[START OF Article]

The first pic of your circuit, is a wee trick to generate a dual rail supply (+-4.5V) from a single +9V supply, plus an LED with current limiting resistor for power indication. The other two resistors are creating the "Ground" of the dual rail supply for the oscillator circuit in the next pic. We would call that a "Virtual Ground" in this case. Compared to the negative of the 9V battery, it sits at 4.5V, but the rest of the circuit references off that line, and if properly grounded via a wire to actual ground or through other equipment connected to the output, its suddenly seen as 0V, and the battery negative is -.4.5V in respect to ground, and the positive is +4.5V.

Mr D:
Hi folks,

I believe i understand ground and virtual ground etc.

The piece of the puzzle i'm still missing is this:

I keep reading about the ground being needed to "reference" to.

Could someone please give me a ultra simple example of why this is needed in a circuit and how (and what) components or parts of circuits do this referring?
Like i said before, the word "reference" suggests to me a thinking agent that will "refer" to something, like we might refer to a user manual or a wikipedia article.
But an electronic circuit doesn't contain thinking agents, so how can anything in the circuit "refer" to anything else?

This is (i believe) the only part of this ground story that i'm still having trouble with.

timelessbeing:
A bit of English misunderstanding there I think.

Here we use the noun form of the word "reference", not verb.

"The use of a source of information in order to ascertain something."
For example a dictionary.

When you ask the question "what is the voltage?", the correct answer is "compare to what?" because it's always measured in reference to another voltage. The correct question should be "what is the potential difference between these two points?". That's why multimeters have two probes.

You can think of voltage like your weight. When you tell someone you weigh 200lbs, they are able to get an idea of your mass. But how? Your weight is different at home from what it is in an airplane, or in orbit, on the moon etc. We can imagine 200lbs because we all live at the surface of the Earth where gravity is the same. The surface has become the "reference" point.

In the same way, we can tie a segment of a circuit to Earth's electrical potential as a reference point, to which all other potentials can be compared to and measured.

Mr D:
You're not understanding where my remaining difficulties lie, please re-read my previous post carefully.

timelessbeing:
I read your post.

Can you please rephrase the question?

[END OF Article]
[START OF Dataset section]

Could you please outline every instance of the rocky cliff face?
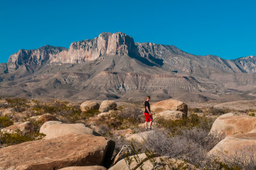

[END OF Dataset section]

→ Aim: Reproduce the forum thread about virtual ground and voltage reference word for word, in full and without changes.

→ Final answer:
The first pic of your circuit, is a wee trick to generate a dual rail supply (+-4.5V) from a single +9V supply, plus an LED with current limiting resistor for power indication. The other two resistors are creating the "Ground" of the dual rail supply for the oscillator circuit in the next pic. We would call that a "Virtual Ground" in this case. Compared to the negative of the 9V battery, it sits at 4.5V, but the rest of the circuit references off that line, and if properly grounded via a wire to actual ground or through other equipment connected to the output, its suddenly seen as 0V, and the battery negative is -.4.5V in respect to ground, and the positive is +4.5V.

Mr D:
Hi folks,

I believe i understand ground and virtual ground etc.

The piece of the puzzle i'm still missing is this:

I keep reading about the ground being needed to "reference" to.

Could someone please give me a ultra simple example of why this is needed in a circuit and how (and what) components or parts of circuits do this referring?
Like i said before, the word "reference" suggests to me a thinking agent that will "refer" to something, like we might refer to a user manual or a wikipedia article.
But an electronic circuit doesn't contain thinking agents, so how can anything in the circuit "refer" to anything else?

This is (i believe) the only part of this ground story that i'm still having trouble with.

timelessbeing:
A bit of English misunderstanding there I think.

Here we use the noun form of the word "reference", not verb.

"The use of a source of information in order to ascertain something."
For example a dictionary.

When you ask the question "what is the voltage?", the correct answer is "compare to what?" because it's always measured in reference to another voltage. The correct question should be "what is the potential difference between these two points?". That's why multimeters have two probes.

You can think of voltage like your weight. When you tell someone you weigh 200lbs, they are able to get an idea of your mass. But how? Your weight is different at home from what it is in an airplane, or in orbit, on the moon etc. We can imagine 200lbs because we all live at the surface of the Earth where gravity is the same. The surface has become the "reference" point.

In the same way, we can tie a segment of a circuit to Earth's electrical potential as a reference point, to which all other potentials can be compared to and measured.

Mr D:
You're not understanding where my remaining difficulties lie, please re-read my previous post carefully.

timelessbeing:
I read your post.

Can you please rephrase the question?